● Text section:
###

= 1948 Little All-America college football team =

American college football all-star team

The 1948 Little All-America college football team is composed of college football players from small colleges and universities who were selected by the Associated Press (AP) as the best players at each position. For 1948, the AP selected first, second, and third teams. Back Eddie LeBaron of Pacific and guard James Nelson of Missouri Valley were chosen for the first team for the second consecutive year.

###

● Data shown:
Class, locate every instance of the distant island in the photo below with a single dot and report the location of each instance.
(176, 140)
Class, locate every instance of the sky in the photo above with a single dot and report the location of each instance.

###

● Request:
In the text on the 1948 Little All-America college football team, which two players were picked for the first team for the second year in a row?

● Response for this exercise:
Back Eddie LeBaron of Pacific and guard James Nelson of Missouri Valley.